■ Requirements ■
Count the rows below that contain the word "black" and give only the number.

■ Object location annotation data ■
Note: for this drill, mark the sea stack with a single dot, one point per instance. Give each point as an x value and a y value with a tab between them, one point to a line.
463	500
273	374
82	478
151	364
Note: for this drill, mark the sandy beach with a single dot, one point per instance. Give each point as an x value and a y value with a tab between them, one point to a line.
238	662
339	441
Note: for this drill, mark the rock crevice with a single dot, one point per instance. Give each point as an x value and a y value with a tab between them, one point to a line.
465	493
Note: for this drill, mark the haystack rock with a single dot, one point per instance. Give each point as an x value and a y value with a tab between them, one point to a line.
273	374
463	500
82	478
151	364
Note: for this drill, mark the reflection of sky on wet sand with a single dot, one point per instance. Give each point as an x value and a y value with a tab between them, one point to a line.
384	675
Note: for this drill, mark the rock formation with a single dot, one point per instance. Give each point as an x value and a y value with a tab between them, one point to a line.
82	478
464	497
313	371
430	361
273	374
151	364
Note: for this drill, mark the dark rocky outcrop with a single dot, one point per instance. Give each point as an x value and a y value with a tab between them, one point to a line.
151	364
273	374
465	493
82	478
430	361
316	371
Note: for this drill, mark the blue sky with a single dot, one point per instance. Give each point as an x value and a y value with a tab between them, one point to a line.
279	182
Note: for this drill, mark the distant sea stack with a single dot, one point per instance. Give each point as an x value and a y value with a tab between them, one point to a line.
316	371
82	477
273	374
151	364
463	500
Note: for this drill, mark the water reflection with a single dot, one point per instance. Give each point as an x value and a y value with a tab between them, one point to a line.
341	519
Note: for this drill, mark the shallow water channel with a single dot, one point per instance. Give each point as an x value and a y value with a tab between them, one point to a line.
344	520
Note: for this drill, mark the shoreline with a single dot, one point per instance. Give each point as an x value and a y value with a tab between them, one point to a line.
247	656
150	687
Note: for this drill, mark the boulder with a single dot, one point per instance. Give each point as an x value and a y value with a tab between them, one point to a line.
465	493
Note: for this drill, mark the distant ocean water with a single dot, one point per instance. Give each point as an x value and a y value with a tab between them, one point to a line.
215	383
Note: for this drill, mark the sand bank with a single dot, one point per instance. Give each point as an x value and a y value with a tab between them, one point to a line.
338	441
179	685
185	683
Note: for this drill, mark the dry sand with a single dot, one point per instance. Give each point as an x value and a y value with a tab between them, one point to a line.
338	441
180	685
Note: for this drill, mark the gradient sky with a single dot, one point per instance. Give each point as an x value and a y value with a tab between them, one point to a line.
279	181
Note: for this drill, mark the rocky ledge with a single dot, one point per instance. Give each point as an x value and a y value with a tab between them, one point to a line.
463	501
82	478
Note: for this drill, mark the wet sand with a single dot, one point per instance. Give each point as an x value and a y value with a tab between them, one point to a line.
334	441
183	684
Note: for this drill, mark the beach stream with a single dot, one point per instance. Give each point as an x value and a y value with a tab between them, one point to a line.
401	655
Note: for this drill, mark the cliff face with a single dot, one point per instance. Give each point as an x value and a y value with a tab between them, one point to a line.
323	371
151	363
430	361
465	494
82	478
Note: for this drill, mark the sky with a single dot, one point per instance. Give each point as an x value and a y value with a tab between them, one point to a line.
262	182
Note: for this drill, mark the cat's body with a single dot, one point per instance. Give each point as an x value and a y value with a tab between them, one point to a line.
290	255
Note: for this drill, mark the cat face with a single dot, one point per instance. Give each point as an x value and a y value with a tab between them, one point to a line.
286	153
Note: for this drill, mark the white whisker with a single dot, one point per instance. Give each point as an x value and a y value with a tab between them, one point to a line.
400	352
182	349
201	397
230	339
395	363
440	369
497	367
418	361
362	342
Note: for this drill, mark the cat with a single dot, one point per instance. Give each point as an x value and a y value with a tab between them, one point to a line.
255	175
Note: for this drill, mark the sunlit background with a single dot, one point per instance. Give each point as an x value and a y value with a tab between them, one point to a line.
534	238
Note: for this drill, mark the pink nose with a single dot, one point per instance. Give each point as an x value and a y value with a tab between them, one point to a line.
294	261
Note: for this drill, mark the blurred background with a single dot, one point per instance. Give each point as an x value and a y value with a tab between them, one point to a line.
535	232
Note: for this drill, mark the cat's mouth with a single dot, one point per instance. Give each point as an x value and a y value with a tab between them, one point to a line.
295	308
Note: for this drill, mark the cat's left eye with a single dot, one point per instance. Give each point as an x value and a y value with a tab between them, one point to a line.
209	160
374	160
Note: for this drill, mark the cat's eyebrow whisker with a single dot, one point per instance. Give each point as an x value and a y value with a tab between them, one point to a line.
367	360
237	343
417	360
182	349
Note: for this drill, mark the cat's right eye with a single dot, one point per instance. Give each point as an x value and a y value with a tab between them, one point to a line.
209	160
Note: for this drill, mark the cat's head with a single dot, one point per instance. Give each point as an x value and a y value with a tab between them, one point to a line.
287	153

==

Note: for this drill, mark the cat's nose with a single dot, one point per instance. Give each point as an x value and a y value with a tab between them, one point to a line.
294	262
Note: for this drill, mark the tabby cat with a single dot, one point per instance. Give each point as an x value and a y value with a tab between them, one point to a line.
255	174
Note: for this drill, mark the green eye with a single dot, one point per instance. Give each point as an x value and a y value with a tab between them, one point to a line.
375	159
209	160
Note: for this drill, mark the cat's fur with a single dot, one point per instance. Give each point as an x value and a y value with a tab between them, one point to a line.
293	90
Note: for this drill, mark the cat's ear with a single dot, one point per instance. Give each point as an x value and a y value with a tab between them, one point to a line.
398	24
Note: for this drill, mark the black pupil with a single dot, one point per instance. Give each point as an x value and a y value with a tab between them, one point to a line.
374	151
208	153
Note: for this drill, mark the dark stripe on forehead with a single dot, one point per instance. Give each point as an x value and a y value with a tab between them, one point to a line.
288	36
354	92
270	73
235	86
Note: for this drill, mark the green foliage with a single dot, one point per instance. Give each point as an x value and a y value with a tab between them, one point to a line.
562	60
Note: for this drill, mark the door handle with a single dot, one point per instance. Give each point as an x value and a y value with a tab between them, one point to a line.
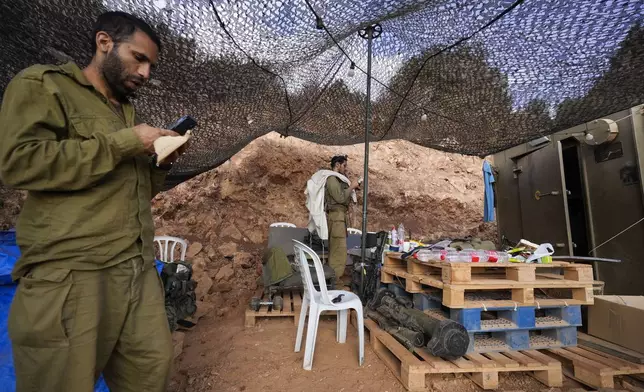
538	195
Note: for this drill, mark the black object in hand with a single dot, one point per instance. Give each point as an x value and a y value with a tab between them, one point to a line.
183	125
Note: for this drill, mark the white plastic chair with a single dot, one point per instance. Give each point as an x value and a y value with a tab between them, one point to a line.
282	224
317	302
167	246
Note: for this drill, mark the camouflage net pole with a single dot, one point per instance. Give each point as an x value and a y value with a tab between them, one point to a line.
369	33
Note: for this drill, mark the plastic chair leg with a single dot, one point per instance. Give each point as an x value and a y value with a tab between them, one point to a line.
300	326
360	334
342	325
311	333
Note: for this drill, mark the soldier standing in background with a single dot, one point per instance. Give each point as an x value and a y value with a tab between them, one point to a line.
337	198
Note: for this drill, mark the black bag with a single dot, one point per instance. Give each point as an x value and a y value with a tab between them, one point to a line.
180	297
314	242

--

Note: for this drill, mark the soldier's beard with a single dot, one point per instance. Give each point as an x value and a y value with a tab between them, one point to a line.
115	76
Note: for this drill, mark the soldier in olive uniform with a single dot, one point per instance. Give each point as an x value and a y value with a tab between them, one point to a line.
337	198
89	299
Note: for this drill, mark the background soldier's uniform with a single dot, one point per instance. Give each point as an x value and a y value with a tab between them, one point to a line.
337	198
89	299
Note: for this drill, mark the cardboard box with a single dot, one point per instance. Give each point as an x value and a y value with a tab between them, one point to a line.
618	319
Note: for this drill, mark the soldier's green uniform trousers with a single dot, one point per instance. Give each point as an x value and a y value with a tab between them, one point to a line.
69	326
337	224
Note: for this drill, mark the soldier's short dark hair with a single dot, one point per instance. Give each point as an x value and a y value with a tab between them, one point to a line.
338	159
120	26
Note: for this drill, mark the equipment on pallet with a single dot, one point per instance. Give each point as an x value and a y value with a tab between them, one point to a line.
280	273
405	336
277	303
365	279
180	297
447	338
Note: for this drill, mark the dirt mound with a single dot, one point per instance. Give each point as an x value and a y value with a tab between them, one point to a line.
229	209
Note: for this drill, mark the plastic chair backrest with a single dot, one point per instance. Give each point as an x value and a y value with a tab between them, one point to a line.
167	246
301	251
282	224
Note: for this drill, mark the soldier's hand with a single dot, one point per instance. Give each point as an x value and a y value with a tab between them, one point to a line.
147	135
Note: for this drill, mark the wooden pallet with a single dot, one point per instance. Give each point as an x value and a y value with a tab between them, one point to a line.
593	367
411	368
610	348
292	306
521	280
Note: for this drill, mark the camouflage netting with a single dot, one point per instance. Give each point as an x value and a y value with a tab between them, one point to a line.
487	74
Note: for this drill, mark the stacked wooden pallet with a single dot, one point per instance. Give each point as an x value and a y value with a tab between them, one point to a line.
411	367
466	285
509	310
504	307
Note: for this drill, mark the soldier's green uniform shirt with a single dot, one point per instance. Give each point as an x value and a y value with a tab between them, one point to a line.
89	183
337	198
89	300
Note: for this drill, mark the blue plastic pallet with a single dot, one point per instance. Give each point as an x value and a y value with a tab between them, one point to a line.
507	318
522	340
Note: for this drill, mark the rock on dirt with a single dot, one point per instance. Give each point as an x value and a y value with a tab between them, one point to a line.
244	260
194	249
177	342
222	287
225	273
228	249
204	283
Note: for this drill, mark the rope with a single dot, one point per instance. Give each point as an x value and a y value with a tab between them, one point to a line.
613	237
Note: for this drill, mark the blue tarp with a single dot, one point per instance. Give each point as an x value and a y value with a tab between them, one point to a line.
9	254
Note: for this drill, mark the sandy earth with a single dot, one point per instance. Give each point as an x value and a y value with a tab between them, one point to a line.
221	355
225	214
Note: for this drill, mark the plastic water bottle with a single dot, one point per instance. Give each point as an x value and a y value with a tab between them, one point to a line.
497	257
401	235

■ The result ■
3